§ 抜き出した文章
'''
新鮮・採れたて情報 2016.11

頑張ってます 阿倍野支部 すし・割烹やま

山口さん兄弟が力合わせ46年

地下鉄・御堂筋線「西田辺」駅から西へすぐ、近畿大阪銀行向かい。山口清成さん(78歳)、保隆さん(66歳)兄弟が待っていてくれた。
清成さんは大阪市内で生まれたが、戦時中に家族と共に奈良県桜井市へ疎開し、中学校を卒業。終戦後、板前をめざして修業をはじめ、「ざこば鮨」(増田文之進氏、後に芳一氏=組合副理事長)で11年、北新地「魚徳」で1年働き、すしと沖の料理を習得した。

万博景気に沸く昭和45年4月1日、黒門市場の魚屋で働き、調理師学校を卒業した保隆さんと一緒に西田辺で小さなすし店「山鮨」を開業。その後、現在地に移転して「すし・割烹やま」を開店。生野区北巽に「すし・炉ばた やま」を開いたが、過労に倒れ6年で閉店した。12年前、レジのPOSシステムを導入し「やまメンバーズ会員」を採用、お客の払った料金の3%をポイント加算、誕生月にはポイントを倍づけし、1,000ポイント貯まると1,000分無料に。
'''
§ 渡された記録
'''
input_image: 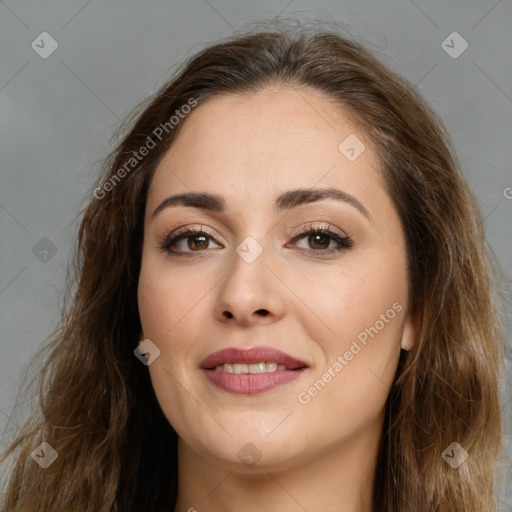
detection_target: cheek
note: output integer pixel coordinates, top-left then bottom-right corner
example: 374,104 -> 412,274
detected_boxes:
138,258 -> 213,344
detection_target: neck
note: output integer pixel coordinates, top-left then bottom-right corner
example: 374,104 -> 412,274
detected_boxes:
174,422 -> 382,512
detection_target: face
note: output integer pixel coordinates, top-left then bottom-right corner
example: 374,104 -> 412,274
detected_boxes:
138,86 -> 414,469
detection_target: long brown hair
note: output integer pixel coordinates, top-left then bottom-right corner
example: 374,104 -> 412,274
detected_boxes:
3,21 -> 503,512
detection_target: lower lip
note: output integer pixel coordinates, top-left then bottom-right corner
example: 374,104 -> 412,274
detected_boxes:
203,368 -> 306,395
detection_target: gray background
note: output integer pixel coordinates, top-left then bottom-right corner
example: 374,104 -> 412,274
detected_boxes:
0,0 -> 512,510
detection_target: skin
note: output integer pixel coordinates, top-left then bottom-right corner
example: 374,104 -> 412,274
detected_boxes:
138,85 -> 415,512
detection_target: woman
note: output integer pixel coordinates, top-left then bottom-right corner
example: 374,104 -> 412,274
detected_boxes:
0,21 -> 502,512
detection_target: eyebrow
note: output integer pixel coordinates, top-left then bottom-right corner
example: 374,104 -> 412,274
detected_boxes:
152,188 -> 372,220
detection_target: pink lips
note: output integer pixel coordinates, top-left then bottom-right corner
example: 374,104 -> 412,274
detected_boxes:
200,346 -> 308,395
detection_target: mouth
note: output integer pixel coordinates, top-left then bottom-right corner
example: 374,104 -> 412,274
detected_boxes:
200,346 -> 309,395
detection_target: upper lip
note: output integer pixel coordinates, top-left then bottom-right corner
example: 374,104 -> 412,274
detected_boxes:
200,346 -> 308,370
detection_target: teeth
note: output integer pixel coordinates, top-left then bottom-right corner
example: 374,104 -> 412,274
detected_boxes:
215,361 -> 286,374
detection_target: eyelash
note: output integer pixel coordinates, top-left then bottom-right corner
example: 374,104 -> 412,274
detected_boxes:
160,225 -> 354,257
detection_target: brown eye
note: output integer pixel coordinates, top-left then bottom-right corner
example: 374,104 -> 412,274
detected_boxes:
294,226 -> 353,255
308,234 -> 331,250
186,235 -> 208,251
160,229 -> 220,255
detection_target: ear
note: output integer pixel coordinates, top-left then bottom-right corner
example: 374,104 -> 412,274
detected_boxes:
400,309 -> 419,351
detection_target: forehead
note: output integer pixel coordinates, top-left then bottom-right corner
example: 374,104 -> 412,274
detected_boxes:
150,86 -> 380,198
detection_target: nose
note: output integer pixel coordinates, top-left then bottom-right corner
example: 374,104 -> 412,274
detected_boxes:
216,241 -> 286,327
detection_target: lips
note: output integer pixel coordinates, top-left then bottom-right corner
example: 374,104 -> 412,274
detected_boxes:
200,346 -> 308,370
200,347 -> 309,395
'''
'''
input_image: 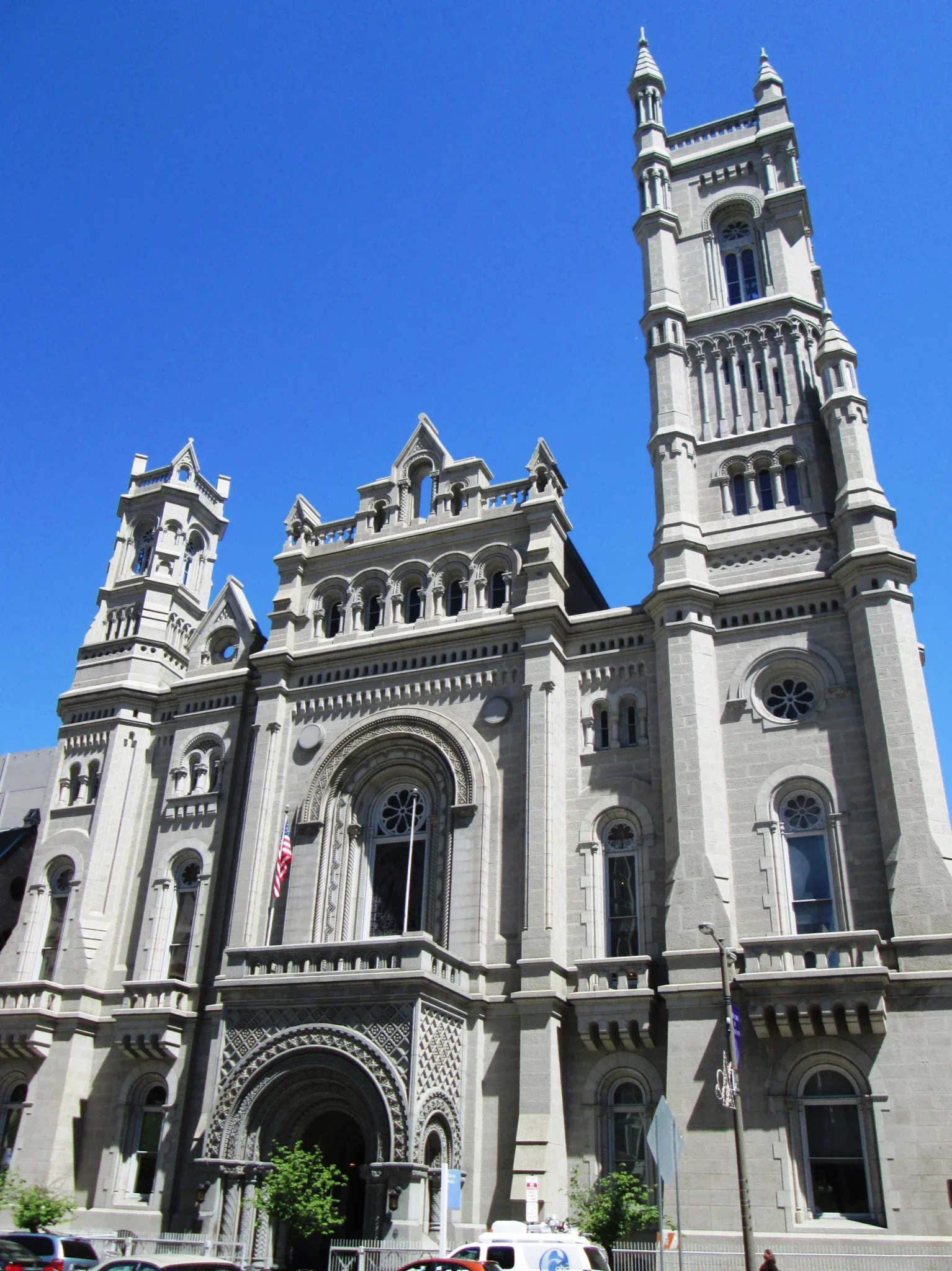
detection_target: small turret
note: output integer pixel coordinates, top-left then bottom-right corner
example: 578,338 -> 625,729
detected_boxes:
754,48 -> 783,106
'''
§ やること
「すし・割烹やま」についての文章を、一字も変えずに最初から最後まで全部書き出してください。

§ 答え
新鮮・採れたて情報 2016.11

頑張ってます 阿倍野支部 すし・割烹やま

山口さん兄弟が力合わせ46年

地下鉄・御堂筋線「西田辺」駅から西へすぐ、近畿大阪銀行向かい。山口清成さん(78歳)、保隆さん(66歳)兄弟が待っていてくれた。
清成さんは大阪市内で生まれたが、戦時中に家族と共に奈良県桜井市へ疎開し、中学校を卒業。終戦後、板前をめざして修業をはじめ、「ざこば鮨」(増田文之進氏、後に芳一氏=組合副理事長)で11年、北新地「魚徳」で1年働き、すしと沖の料理を習得した。

万博景気に沸く昭和45年4月1日、黒門市場の魚屋で働き、調理師学校を卒業した保隆さんと一緒に西田辺で小さなすし店「山鮨」を開業。その後、現在地に移転して「すし・割烹やま」を開店。生野区北巽に「すし・炉ばた やま」を開いたが、過労に倒れ6年で閉店した。12年前、レジのPOSシステムを導入し「やまメンバーズ会員」を採用、お客の払った料金の3%をポイント加算、誕生月にはポイントを倍づけし、1,000ポイント貯まると1,000分無料に。